::: PAGE TEXT

THIS LOAN
AGREEMENT AND THE SECURITIES ISSUABLE HEREUNDER HAVE NOT BEEN
REGISTERED UNDER THE SECURITIES ACT OF 1933, AS AMENDED, OR ANY
STATE SECURITIES LAWS AND MAY NOT BE TRANSFERRED OR OTHERWISE
DISPOSED OF UNLESS THE SECURITIES HAVE BEEN REGISTERED UNDER SUCH
ACT AND ALL SUCH OTHER APPLICABLE LAWS OR AN EXEMPTION FROM
REGISTRATION IS AVAILABLE.
$600,000 LOAN
AGREEMENT
This Loan Agreement (the
“Agreement”) is made this 27th day of August, 2009, by
and between EAU Technologies, Inc., a Delaware corporation (the
“ Company ”), and Peter F. Ullrich, a resident
of Florida (“Lender”).
WHEREAS, the Company and Lender
desire to enter into this Agreement whereby Lender will lend
$600,000 to the Company on the terms and conditions set forth in
this Agreement.
NOW, THEREFORE, in consideration of
the mutual covenants and agreements herein contained, and other
good and valuable consideration, the receipt and sufficiency of
which are hereby acknowledged, the parties hereto agree as
follows:
1.
Definitions . For purposes of this
Agreement (as defined below), the following capitalized terms have
the following meanings:
“
Agreement ” means this Loan Agreement.
“ Base
Conversion Price ” shall have the meaning set forth in
Section 7(a)(iv) .
“ Business Day ” means any
day other than (a) Saturday or Sunday or (b) any other day on which
banks in the State of New York are permitted or required to be
closed.
“ Common Stock ” means the
shares of the Company’s common stock, par value $.0001 per
share.
“ Common Stock Equivalent ”
any securities convertible into or exchangeable for shares of
Common Stock, or the issuance of any warrants, options,
subscription or purchase rights with respect to such convertible or
exchangeable securities.
“ Control ” means the
possession, directly or indirectly, of the power to direct or cause
the direction of the management or policies of a Person, whether
through the ownership of voting securities, by contract or
otherwise, and the terms “ Controlling ” and
“ Controlled ” (and the lower-case versions of
the same) shall have meanings correlative thereto.
“ Conversion Price ” shall
have the meaning set forth in Section 5(a) , subject to
adjustment per the terms and conditions set forth in this
Agreement.

::::::
::: RECORD LIST

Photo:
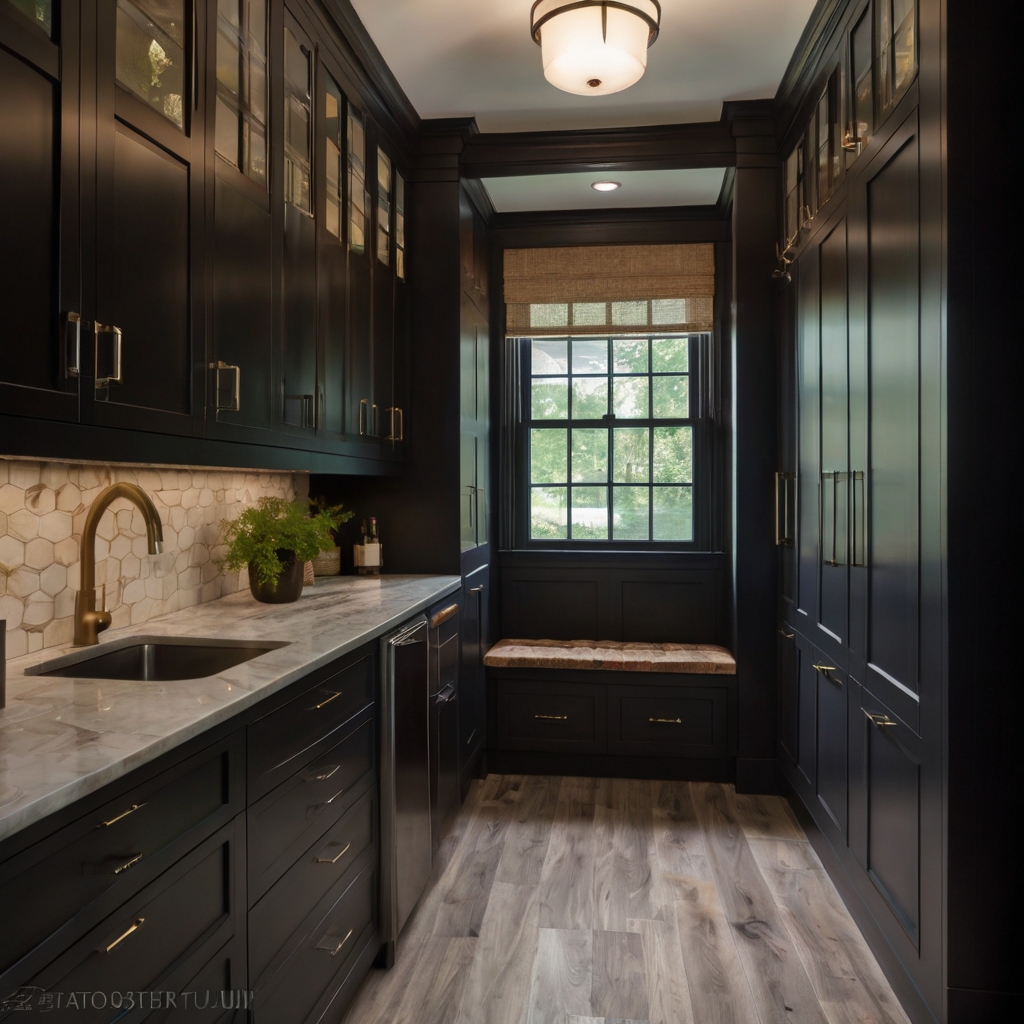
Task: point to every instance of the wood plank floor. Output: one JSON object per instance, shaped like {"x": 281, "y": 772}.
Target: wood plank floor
{"x": 623, "y": 901}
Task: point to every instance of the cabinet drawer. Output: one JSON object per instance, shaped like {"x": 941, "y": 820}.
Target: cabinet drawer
{"x": 298, "y": 730}
{"x": 287, "y": 820}
{"x": 283, "y": 909}
{"x": 542, "y": 716}
{"x": 322, "y": 962}
{"x": 112, "y": 853}
{"x": 170, "y": 928}
{"x": 662, "y": 720}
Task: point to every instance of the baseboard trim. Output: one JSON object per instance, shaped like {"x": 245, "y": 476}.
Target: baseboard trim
{"x": 611, "y": 766}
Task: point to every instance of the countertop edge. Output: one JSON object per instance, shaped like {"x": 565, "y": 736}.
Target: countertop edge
{"x": 25, "y": 815}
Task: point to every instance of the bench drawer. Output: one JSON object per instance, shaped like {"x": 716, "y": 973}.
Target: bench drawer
{"x": 287, "y": 820}
{"x": 322, "y": 961}
{"x": 115, "y": 851}
{"x": 298, "y": 730}
{"x": 551, "y": 716}
{"x": 662, "y": 720}
{"x": 283, "y": 909}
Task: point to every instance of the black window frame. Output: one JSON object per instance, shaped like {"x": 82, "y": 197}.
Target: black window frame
{"x": 700, "y": 420}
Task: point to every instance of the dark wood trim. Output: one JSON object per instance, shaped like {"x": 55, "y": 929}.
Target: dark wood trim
{"x": 375, "y": 77}
{"x": 88, "y": 442}
{"x": 804, "y": 66}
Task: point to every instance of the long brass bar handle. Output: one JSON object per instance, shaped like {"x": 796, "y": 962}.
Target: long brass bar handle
{"x": 882, "y": 721}
{"x": 859, "y": 525}
{"x": 136, "y": 925}
{"x": 778, "y": 538}
{"x": 334, "y": 860}
{"x": 117, "y": 377}
{"x": 123, "y": 814}
{"x": 332, "y": 947}
{"x": 324, "y": 704}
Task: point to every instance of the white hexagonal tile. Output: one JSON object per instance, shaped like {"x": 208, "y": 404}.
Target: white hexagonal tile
{"x": 11, "y": 609}
{"x": 66, "y": 551}
{"x": 25, "y": 473}
{"x": 23, "y": 583}
{"x": 23, "y": 524}
{"x": 39, "y": 553}
{"x": 53, "y": 580}
{"x": 55, "y": 526}
{"x": 11, "y": 499}
{"x": 11, "y": 552}
{"x": 40, "y": 499}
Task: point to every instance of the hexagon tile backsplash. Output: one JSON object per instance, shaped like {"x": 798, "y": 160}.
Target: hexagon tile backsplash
{"x": 42, "y": 512}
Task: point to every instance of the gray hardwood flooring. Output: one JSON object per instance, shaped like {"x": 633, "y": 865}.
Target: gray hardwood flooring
{"x": 625, "y": 901}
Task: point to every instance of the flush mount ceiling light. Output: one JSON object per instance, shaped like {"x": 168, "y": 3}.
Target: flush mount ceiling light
{"x": 594, "y": 47}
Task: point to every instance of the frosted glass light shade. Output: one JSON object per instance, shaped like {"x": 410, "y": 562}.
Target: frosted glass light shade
{"x": 596, "y": 49}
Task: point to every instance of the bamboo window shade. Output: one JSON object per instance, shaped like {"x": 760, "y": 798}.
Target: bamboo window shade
{"x": 609, "y": 289}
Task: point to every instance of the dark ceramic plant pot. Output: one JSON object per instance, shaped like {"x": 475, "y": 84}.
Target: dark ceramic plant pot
{"x": 288, "y": 587}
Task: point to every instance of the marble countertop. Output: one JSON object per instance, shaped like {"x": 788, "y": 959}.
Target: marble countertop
{"x": 61, "y": 738}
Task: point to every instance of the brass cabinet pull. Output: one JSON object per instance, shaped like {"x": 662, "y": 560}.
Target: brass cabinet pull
{"x": 123, "y": 814}
{"x": 73, "y": 344}
{"x": 117, "y": 377}
{"x": 322, "y": 774}
{"x": 826, "y": 671}
{"x": 130, "y": 863}
{"x": 882, "y": 721}
{"x": 332, "y": 947}
{"x": 233, "y": 404}
{"x": 334, "y": 860}
{"x": 334, "y": 696}
{"x": 136, "y": 925}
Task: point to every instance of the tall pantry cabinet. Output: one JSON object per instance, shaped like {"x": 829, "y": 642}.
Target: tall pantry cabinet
{"x": 866, "y": 441}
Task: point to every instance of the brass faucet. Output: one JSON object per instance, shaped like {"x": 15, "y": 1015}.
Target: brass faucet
{"x": 89, "y": 623}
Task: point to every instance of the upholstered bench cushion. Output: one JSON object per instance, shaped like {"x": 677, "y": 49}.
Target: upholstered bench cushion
{"x": 611, "y": 655}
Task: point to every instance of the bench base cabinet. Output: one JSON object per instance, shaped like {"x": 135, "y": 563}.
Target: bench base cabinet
{"x": 614, "y": 714}
{"x": 233, "y": 879}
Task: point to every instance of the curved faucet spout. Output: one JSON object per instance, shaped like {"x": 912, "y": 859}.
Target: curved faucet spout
{"x": 88, "y": 622}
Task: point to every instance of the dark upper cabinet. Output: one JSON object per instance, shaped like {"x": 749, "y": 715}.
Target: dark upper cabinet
{"x": 145, "y": 215}
{"x": 40, "y": 269}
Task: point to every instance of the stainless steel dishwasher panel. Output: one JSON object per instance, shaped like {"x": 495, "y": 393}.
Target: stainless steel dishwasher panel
{"x": 404, "y": 775}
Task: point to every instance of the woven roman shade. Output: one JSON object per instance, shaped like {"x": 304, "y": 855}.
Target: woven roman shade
{"x": 609, "y": 289}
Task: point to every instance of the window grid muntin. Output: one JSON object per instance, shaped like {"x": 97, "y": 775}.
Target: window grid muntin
{"x": 609, "y": 423}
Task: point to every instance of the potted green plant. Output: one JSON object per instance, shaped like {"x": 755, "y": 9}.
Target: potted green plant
{"x": 328, "y": 562}
{"x": 272, "y": 540}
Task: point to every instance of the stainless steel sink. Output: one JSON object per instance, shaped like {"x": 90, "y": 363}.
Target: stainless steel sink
{"x": 157, "y": 658}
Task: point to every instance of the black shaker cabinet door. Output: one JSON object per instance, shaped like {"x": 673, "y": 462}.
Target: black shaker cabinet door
{"x": 39, "y": 197}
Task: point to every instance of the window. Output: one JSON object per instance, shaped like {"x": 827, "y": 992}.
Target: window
{"x": 241, "y": 124}
{"x": 610, "y": 439}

::::::

WORK TO DO:
1 - In the loan agreement, the Company is a corporation of which state?
2 - From the loan agreement, extract the passage between "Definitions . For" and "Section 7(a)(iv) .", inclusive.
3 - Write what comes next in the loan agreement, picking up after its final sentence.
These entries were taken from a separate source.

ANSWERS BY TASK:
1 - Delaware.

2 -
Definitions . For purposes of this
Agreement (as defined below), the following capitalized terms have
the following meanings:
“
Agreement ” means this Loan Agreement.
“ Base
Conversion Price ” shall have the meaning set forth in
Section 7(a)(iv) .

3 -
“
Dilutive Issuance ” shall have the meaning set forth
in Section 7(a)(iv) .
“ Dilutive Issuance Notice ”
shall have the meaning set forth in Section 7(a)(iv)
.
“
Interest Rate ” shall have the meaning set forth in
Section 3(a) .
“ Maturity Date ” shall have
the meaning set forth in Section 4(a) .
“ Person ” means an
individual, a partnership, a corporation, a limited liability
company, an association, a joint stock company, a trust, a joint
venture, an unincorporated organization and a governmental entity
or any department, agency or political subdivision
thereof.
“ Subsidiary ” means, with
respect to any Person (herein referred to as the “
parent ”), any corporation, partnership, association
or other business entity (i) of which securities or other ownership
interests representing more than fifty percent (50%) of the equity
or more than fifty percent (50%) of the ordinary voting power or
more than fifty percent (50%) of the general partnership interests
are, at the time any determination is being made, owned, controlled
or held by the parent, or (ii) that is, at the time any
determination is made, otherwise Controlled by, the parent or one
or more Subsidiaries of the parent or by the parent and one or more
Subsidiaries of the parent.
2.
Agreement to Lend . Lender hereby agrees
to lend to the Company the sum of $600,000.00 (the “Loan
Amount”). The Loan Amount shall be funded in three
installments, as follows.
The funds will be delivered by Lender to the
Company by wire transfer of immediately available funds.
3.
Interest . Simple interest shall accrue
(computed on the basis of actual days elapsed and a year of 360
days) at the rate of ten percent (10%) per annum on the unpaid
principal amount of this Agreement outstanding (such interest rate
being referred to as the “ Interest Rate
”).
4.
Payment .
(a)
Maturity Date . Accrued interest and the
outstanding principal balance shall be due and payable in a single
lump-sum payment on November 1, 2010 (the “ Maturity
Date ”).
(b)
Prepayment . Accrued interest and the outstanding
principal balance can be prepaid, in whole or in part, at any time
prior to the Maturity Date without premium or penalty of any kind
whatsoever.
5.
Conversion .
(a)
Optional Conversion Right . Until such time as
all of the obligations under this Agreement are paid in full,
Lender shall have the option, exercisable in its sole discretion,
to convert all or any portion of the outstanding principal and
interest due pursuant to this Agreement into shares of Common Stock
at a price per share equal to $1.00 per share (subject to the
adjustments as set forth in Section 7 hereof) (the “
Conversion Price ”).
(b)
Effect of Breach upon Conversion Price . If
Lender fails to lend the amounts on the dates set forth in
Section 2 of this Agreement, then, in addition to any other
remedies, the Conversion Price shall be, and shall be deemed to be,
$3.00 per share.
(c)
Conversion Procedure .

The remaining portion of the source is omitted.